• **WORK INSTRUCTIONS**:
Every line of the data is to be reproduced exactly.

• **LISTED ENTRIES**:
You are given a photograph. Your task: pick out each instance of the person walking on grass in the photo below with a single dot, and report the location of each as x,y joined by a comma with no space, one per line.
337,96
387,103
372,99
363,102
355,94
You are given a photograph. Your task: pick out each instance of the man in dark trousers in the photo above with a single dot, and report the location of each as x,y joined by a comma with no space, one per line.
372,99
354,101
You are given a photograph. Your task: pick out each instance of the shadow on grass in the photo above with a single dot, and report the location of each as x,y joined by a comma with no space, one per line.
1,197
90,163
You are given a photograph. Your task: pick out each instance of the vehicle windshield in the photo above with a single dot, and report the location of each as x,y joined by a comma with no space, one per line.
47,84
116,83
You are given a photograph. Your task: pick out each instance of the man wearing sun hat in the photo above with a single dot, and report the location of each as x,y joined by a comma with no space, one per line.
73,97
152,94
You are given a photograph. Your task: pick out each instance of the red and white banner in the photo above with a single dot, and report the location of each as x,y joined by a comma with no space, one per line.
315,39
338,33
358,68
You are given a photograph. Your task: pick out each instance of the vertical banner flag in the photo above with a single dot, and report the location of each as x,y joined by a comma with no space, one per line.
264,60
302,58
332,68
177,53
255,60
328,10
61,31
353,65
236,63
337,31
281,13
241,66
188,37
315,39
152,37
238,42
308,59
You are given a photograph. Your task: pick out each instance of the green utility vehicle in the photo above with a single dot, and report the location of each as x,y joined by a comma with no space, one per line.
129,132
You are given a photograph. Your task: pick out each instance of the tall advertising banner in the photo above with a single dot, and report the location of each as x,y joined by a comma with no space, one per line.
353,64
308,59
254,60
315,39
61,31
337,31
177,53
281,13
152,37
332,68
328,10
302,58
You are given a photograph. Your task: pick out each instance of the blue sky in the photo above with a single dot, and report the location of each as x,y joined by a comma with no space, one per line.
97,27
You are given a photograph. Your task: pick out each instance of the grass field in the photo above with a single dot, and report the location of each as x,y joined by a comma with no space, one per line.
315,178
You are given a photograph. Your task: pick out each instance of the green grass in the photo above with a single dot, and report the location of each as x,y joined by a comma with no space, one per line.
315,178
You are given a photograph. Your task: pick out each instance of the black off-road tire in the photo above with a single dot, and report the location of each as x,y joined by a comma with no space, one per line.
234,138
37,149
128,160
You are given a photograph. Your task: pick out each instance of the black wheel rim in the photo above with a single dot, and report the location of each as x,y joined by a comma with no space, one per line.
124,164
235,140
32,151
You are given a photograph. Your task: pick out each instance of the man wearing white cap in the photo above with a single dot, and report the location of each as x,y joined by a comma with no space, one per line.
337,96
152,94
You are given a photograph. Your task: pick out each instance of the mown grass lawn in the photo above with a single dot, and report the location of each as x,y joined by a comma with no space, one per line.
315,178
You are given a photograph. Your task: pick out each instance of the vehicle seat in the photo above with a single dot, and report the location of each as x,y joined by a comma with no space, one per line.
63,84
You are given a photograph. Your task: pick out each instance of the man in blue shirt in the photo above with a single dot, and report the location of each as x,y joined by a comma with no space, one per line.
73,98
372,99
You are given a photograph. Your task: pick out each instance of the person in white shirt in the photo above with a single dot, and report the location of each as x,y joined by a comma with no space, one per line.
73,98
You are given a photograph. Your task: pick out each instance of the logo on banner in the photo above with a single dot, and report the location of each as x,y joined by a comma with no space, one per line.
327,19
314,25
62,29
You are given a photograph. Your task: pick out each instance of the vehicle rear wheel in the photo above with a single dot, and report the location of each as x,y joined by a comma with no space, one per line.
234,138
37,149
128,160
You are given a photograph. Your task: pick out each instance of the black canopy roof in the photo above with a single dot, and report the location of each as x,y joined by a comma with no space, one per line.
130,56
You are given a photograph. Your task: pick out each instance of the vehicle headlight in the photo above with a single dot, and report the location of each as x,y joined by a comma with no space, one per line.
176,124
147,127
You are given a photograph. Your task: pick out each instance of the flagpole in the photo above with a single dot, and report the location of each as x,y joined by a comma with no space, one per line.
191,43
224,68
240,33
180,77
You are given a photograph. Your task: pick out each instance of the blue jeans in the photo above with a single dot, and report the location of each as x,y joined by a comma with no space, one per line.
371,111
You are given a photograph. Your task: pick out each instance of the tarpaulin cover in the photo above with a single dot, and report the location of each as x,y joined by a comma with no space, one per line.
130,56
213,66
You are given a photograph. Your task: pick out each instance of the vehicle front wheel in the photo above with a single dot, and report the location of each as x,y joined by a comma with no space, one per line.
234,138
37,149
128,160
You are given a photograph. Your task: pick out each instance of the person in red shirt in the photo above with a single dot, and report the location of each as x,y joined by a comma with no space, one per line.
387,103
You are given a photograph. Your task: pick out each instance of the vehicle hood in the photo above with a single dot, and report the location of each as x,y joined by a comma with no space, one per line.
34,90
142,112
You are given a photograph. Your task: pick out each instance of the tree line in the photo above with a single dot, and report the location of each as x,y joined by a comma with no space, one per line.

• **RESPONSE FOR THIS EXERCISE**:
You are given a photograph. Your task: pick out each instance of the person walking on grass in the photo below with a single dot, and report the location of each as x,y joined by a comma with no space, one per line.
337,96
387,103
372,99
363,102
355,94
You are given a photograph. Your task: pick out each instance of the man in dark trousers in the photo above with a single dot, and report the location of each as x,y joined by a comma with no space, one per line.
372,99
354,101
You are given a photograph. Your task: pick out each instance of the shadow on grass in the photo above with a single dot, and report the location of each as x,y joined by a comma with no space, one per line.
1,197
90,163
You are given a photograph. Your task: pick out each instance of the vehicle windshield in the photo above with a single dot, and report the location of each as x,y joined by a comma with no space, one per line.
47,84
116,83
You are given a photograph. Your task: pick out each instance of the man wearing sun hat in the photo above with a single dot, and report the location of each as x,y joined by a comma with no space, one per line.
73,97
152,94
You are given a photograph. Your task: pick out each instance of the red and white banner in the photo above with a single dot, and report the location of each as x,y joined by a comma with no space, one per line.
315,39
338,33
358,68
You are given a photograph. Your task: pick out each instance of the vertical banner flag in the photo above with a single dot, and report the location of each as x,y joined by a comma with no space, one per line.
264,60
302,58
332,68
177,53
255,60
328,10
61,31
353,65
236,63
337,31
281,13
241,66
188,37
315,39
152,37
238,42
308,59
You are given a photograph. Your task: pick out each instance of the green utility vehicle in the photo above with a single dot, and report the location of each as x,y joined by a comma with no space, one per line.
129,132
You are given a photograph. Your task: pick out each instance of the tall advertising banner in the photo above with a single dot, and report the location of each as x,y joined by a comma with no space, one per line.
353,64
308,59
254,60
315,39
61,31
337,31
177,53
281,13
152,37
332,68
328,10
302,58
You are given a photograph. Your task: pick out each instance of the blue sky in the photo above with a single dot, and report the location of each as x,y joined by a comma with no space, one per line.
97,27
You are given a photograph. Your task: pick out each instance of the grass field in the photo above with a single dot, and report the location of each as x,y joined by a comma with no space, one per line.
315,178
You are given a photograph. Your task: pick out each instance of the green grass in the photo above with a single dot, and report the location of each as x,y joined by a comma with no space, one per line.
315,178
You are given a photograph. Your task: pick out each instance of the black off-road tire in the photo above with a single dot, and report the location of each as x,y joined by a comma with no space, one per line.
234,138
37,149
128,160
You are given a photograph. Your task: pick out each instance of the black wheel rim in the photo above with a single dot, and report the location of each as x,y joined by a comma with no space, one per line.
124,164
235,140
32,151
You are given a photograph. Your task: pick out each instance of the man wearing white cap in the photo above with a single dot, and report the location of each as x,y joined by a comma with no space, one per line.
337,96
152,94
You are given a photograph. Your task: pick out each instance of the mown grass lawn in the photo above with a single dot, and report the location of each as x,y joined by a comma with no space, one per line.
315,178
You are given a photograph. Your task: pick out each instance of the vehicle seat in the photo above with a single dot, and report the location of each as x,y joined by a comma with no space, one per line.
63,84
You are given a photograph. Your task: pick out each instance of the man in blue shirt in the photo above with a single dot, and report the location of each as x,y joined by a comma with no space, one per line.
73,98
372,99
You are given a photograph. Your task: pick out each instance of the person in white shirt in the photo above with a single dot, and report the location of each as x,y joined by a comma with no space, one per line.
73,98
You are given a photograph. Your task: pick out each instance of the logo on banner in the photo above with a single dot, and report the location of each as x,y joined by a comma with no space, one per line.
327,19
314,25
62,29
You are given a photograph. Your task: pick out each instance of the vehicle rear wheel in the photo above with a single dot, and report the location of each as x,y joined by a comma with no space, one per line.
234,138
37,149
128,160
You are given a photograph. Your task: pick out each instance of the black canopy roof in the photo above with a single dot, and report the location of each as x,y joined by a comma with no space, one per line.
130,56
You are given a photograph. Your task: pick out each instance of the vehicle headlight in the photo above with a single dot, and report the location of each as x,y joined by a comma with no space, one per line.
176,124
147,127
You are given a photograph. Your task: pick out each instance of the flagpole in the photo above with a single dot, and report the location of each as x,y joined by a comma with no space, one per line.
191,43
224,68
240,33
180,77
You are given a photograph. Your task: pick out each instance of the blue jeans in the photo above with a single dot, and report the location of each as x,y joined by a comma with no space, one per line.
371,111
You are given a photograph. Your task: pick out each instance of the tarpaulin cover in the photo above with a single dot, and report the location of each as x,y joined by a comma with no space, one per line.
130,56
213,66
You are given a photograph. Your task: pick out each instance of the vehicle front wheel in the photo above with a single dot, and report the location of each as x,y joined by a comma with no space, one per line.
234,138
37,149
128,160
You are given a photograph. Your task: pick out each instance of the person in red shirt in the photo above with a single dot, and report the location of each as x,y joined by a comma with no space, one per line.
387,103
You are given a photograph. Your task: pick out each instance of the vehicle hood in the photo above with a single dot, and report the location of each as x,y joined by a comma with no space, one per line.
34,90
142,112
You are given a photograph. Your task: pick out each instance of the tree line in the photo above with a single dot, and report the location of each as x,y joined by a comma with no space, one per line.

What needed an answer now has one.